READING PASSAGE

****************************************

A little sunshine can do wonders to our mood; we emerge, a grey hue from hibernation, soak up the warmth and begin engaging in socialisation. But sun doesn’t just mean barbeques, parties and flip flops. The sun is essential to the overall health and functioning of our brain, according to a new study published in the ‘Free Radical Biology and Medicine’ journal, a vitamin D deficiency may damage your brain.
Researchers from the University of Kentucky wished to investigate “how during aging from middle-age to old-age low vitamin D affected the oxidative status in the brain” as explained by the study’s lead author Allan Butterfield Professor at the UK department of chemistry, director of the centre of membrane sciences, faculty of Sanders-Brown centre on aging, director of the free radical biology in cancer core of the Markey cancer centre, (he has achieved a lot)!
After rats were fed a diet low in vitamin D for a few months, the researchers noticed tiny molecules in the rat’s brains were damaged. The rats consequently performed poorly during learning and memory tests. Additionally the rats developed more proteins associated with stress. The researchers believe that over a long period of time low vitamin D levels could lead to cognitive decline.
It is the elderly who are more likely to have a vitamin D deficiency since they are less likely to venture outside. Butterfield said “adequate vitamin D levels are necessary to prevent free radical damage in the brain” therefore he suggests you include: fortified cereals, eggs and oily fish in your diet, as they are high in vitamin D.

****************************************

Natural-language descriptions of regions:

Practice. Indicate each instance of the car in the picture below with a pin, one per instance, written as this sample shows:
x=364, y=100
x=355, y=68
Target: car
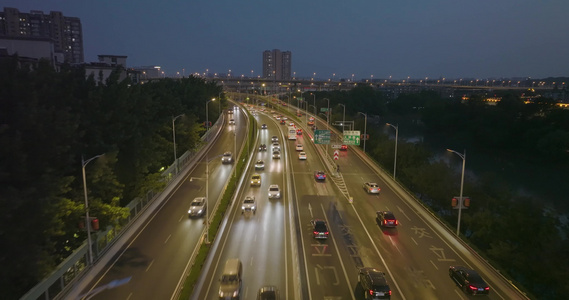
x=374, y=284
x=319, y=229
x=227, y=158
x=468, y=280
x=319, y=175
x=249, y=204
x=276, y=154
x=256, y=180
x=386, y=219
x=198, y=207
x=371, y=187
x=274, y=191
x=268, y=293
x=259, y=165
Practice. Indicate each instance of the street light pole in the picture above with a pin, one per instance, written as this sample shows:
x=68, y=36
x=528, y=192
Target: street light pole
x=395, y=160
x=174, y=139
x=87, y=224
x=344, y=117
x=365, y=128
x=463, y=156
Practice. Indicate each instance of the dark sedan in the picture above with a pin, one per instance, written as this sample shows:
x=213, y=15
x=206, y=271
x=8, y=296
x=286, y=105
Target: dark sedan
x=468, y=280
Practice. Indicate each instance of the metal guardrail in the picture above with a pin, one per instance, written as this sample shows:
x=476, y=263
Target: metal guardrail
x=75, y=265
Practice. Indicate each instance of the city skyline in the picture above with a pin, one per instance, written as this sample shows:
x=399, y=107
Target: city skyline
x=374, y=39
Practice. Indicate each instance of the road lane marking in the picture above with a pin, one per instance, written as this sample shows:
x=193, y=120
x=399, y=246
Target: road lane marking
x=148, y=268
x=338, y=252
x=434, y=264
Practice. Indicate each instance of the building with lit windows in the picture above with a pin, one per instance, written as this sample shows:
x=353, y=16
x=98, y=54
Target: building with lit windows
x=277, y=64
x=65, y=32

****************************************

Copy the part of the vitamin D article that opens with the words containing "It is the elderly" and closes with "in vitamin D.". The rows can be ignored here.

WRITTEN RESPONSE
It is the elderly who are more likely to have a vitamin D deficiency since they are less likely to venture outside. Butterfield said “adequate vitamin D levels are necessary to prevent free radical damage in the brain” therefore he suggests you include: fortified cereals, eggs and oily fish in your diet, as they are high in vitamin D.